- SET EXERCISE A -
Please shorten the paragraph in the text on the bishops' letter that begins "When these matters were pointed out" and keep its main facts.
- SET EXERCISE B -
Render this sentence from the text on the bishops' letter in Spanish: "The biggest shock in the letter was where the bishops declared their horror at the many ‘unauthorized murders’ recorded in the press."
-- BEGIN PAGE --
The biggest shock in the letter was where the bishops declared their horror at the many ‘unauthorized murders’ recorded in the press. Did that mean that authorized murders were alright? Were the bishops implying that someone, for example the government, could authorize murder?

When these matters were pointed out to them, one of the bishops quite unjustly blamed the press for inaccurate reporting (the press had in fact printed faithfully what the bishops had given them) and, a few weeks later, the bishops issued a series of 43 amendments to their letter, including the removal of the word ‘unauthorized’.

The bully pulpit… and more

What followed the pastoral letter was the unleashing of the bully pulpit, a period of spiritual terrorism in which the sacraments became, in the words of one Republican, ‘a state monopoly’.(p.186) The vocabulary of clerical vituperation was vigorous, sometimes venomous. A missioner at the start of a parish mission called on Republicans to leave the church, saying he would not begin until they did so. They did. (p.171, n.151) In another parish, after Republicans had walked out, the priest commented that they were ‘no great loss’. (p.226) The bishop of Elphin denounced members of Cumann na mBan as ‘half-crazed hysterical women…. who gloried… in the continued crucifixion of the plain people of the country…. With pretended piety and brazen effrontery they kneel in prayer to God, and, heedless of Our Lord’s warning that “His pearls were not for swine,” they assert a right to the Sacraments.’ He went on to complain that they completely ignored charity. [!] (p.89) The cathedral administrator in Cork described Republicans as ‘human vermin to be crushed out of existence.’ (p.71) A parish priest in Roscommon told his congregation at Mass that a vote for Cosgrave’s party was ‘a vote for Almighty God’ and that de Valera was ‘Lucifer head of the Ku Klux Klan and for the destruction of religion’. (p.127) Priests with Republican sympathies were not outdone in the language of abuse: one such priest told Free State soldiers that they were ‘murderers… damned for all eternity.’ (p.144)

It was not only language that was abusive; so were the practices which followed. A family in Kerry known to have Republican opinions was refused Communion at the altar rails, despite having stood apart from violent action, and it was said that such incidents were widespread. (pp. 78-9) Some priests went beyond what was laid down in the letter and refused the sacrament of matrimony to Republicans (pp.79-80). Bishop Cohalan refused Christian burial to their dead. (p.80) A canon in Mayo withheld payment of salaries from teachers who were Republicans saying that ‘these fellows will not be in a hurry to challenge our authority in the future.’ (p.120) Cardinal Logue declared excommunicate those who had looted oil from a boat belonging to a harbour commission. (pp.77-8) An archdeacon declared that the sin of those who had destroyed railway carriages ‘cried to Heaven for vengeance’…’because religious institutions had their money invested in railway shares’. A bishop pronounced excommunication on those who had commandeered a priest’s car if they had taken it despite knowing that it was the chief means of enabling the priest to discharge his spiritual duties. (p.78) A Kerry parish priest obliged the Free State army by allowing the tower of his church to be used as a machine-gun post. (p.71) A priest in Kinsale armed himself with a gun and held up and searched passers-by and broke into homes terrorizing women and children. (p.71 and n.168.)
-- END PAGE --
-- BEGIN RECORDS PROVIDED --
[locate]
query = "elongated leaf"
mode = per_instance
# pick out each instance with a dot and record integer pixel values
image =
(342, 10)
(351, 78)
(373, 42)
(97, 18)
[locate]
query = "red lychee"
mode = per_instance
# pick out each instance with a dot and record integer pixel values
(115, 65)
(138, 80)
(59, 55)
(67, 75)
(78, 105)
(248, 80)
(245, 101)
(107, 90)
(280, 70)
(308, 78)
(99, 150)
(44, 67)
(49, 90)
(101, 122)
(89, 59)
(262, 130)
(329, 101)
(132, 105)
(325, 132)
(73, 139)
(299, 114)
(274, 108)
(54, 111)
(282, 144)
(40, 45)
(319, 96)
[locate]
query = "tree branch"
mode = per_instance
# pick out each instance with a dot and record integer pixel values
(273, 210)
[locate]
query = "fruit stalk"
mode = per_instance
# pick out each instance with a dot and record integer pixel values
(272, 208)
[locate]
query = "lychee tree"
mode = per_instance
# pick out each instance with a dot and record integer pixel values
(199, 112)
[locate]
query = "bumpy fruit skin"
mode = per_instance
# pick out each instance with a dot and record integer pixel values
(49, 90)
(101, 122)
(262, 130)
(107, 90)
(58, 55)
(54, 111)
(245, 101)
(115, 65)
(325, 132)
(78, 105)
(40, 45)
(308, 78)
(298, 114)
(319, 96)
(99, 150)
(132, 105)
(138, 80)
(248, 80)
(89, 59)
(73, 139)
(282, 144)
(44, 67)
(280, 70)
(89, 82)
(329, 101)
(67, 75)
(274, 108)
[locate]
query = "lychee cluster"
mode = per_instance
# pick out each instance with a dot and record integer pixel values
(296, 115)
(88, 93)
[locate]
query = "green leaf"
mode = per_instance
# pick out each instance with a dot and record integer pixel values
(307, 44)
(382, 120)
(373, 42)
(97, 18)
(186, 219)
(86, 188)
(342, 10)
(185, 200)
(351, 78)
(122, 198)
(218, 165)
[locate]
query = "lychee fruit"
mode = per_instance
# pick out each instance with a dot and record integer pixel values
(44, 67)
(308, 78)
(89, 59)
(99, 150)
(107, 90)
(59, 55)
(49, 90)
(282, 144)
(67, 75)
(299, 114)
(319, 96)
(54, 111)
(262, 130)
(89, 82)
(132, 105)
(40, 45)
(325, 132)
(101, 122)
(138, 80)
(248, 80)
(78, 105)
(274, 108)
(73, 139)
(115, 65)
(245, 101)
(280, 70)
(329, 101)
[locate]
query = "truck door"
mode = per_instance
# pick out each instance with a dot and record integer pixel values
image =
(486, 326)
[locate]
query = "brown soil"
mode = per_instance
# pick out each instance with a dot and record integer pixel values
-- END RECORDS PROVIDED --
- FULL SOLUTION A -
Once the problems were raised, one bishop unfairly blamed the press for inaccurate reporting, even though it had printed the bishops' text faithfully. A few weeks later, the bishops issued 43 amendments to their letter, one of which removed the word 'unauthorized'.

- FULL SOLUTION B -
Lo más chocante de la carta fue el pasaje en que los obispos declararon su horror ante los numerosos «asesinatos no autorizados» recogidos en la prensa.